** SHORT EXERCISE **
List every line in the rows below that contains the word "rocky".

** Start **

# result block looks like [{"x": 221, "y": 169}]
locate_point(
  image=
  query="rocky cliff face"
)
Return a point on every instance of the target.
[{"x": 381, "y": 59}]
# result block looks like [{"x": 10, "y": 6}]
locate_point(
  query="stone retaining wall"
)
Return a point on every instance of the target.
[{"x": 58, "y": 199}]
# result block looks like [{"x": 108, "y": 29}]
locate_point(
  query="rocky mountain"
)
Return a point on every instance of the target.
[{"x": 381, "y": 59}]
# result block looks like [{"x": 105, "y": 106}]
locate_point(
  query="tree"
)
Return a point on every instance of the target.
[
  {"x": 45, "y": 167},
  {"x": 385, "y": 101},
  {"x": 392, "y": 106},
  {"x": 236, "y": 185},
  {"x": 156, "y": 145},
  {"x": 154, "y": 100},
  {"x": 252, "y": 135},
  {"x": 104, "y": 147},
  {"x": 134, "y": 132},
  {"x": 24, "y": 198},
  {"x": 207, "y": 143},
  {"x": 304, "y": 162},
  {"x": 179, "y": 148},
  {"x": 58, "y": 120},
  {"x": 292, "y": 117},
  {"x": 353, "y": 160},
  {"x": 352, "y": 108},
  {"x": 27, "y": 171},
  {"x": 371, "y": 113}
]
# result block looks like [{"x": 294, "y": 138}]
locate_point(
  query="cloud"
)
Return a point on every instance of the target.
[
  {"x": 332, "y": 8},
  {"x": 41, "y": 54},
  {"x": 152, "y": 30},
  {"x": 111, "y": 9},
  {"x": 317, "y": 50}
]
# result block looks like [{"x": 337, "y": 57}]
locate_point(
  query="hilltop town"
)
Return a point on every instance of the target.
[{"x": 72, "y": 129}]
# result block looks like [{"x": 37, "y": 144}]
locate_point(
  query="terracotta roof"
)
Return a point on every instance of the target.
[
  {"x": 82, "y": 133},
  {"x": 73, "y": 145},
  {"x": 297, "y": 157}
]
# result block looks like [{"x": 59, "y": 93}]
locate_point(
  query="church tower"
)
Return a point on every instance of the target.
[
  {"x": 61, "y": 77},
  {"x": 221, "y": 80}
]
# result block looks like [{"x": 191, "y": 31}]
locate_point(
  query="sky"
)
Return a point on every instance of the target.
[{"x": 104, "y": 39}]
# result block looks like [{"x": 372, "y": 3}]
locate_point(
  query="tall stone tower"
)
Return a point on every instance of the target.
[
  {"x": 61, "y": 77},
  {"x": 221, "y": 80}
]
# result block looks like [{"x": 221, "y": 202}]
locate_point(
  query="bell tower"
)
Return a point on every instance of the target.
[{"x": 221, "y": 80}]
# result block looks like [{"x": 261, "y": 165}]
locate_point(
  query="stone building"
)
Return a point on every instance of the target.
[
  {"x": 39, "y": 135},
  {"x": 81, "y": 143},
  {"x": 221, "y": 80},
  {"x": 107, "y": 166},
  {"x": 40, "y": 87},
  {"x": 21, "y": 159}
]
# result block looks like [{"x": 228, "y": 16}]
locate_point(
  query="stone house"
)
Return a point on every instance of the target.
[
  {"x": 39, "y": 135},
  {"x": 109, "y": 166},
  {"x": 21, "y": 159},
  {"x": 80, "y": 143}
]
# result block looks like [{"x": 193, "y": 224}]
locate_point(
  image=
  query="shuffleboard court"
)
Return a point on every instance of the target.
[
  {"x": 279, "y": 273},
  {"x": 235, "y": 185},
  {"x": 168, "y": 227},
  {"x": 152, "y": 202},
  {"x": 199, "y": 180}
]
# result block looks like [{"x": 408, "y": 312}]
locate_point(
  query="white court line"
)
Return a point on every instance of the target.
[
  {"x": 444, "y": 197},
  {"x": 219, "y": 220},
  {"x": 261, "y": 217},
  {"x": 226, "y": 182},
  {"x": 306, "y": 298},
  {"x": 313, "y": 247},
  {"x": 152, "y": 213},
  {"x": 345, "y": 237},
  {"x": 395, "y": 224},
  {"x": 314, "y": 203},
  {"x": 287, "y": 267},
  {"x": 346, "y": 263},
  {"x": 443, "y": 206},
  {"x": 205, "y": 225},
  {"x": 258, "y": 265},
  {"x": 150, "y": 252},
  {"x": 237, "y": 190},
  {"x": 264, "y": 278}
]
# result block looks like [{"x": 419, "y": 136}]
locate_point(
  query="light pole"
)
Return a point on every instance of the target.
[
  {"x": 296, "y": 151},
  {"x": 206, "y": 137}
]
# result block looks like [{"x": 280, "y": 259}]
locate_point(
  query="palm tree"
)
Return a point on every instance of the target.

** End **

** SOLVED EXERCISE **
  query="rocky cliff face"
  query="rocky mountain"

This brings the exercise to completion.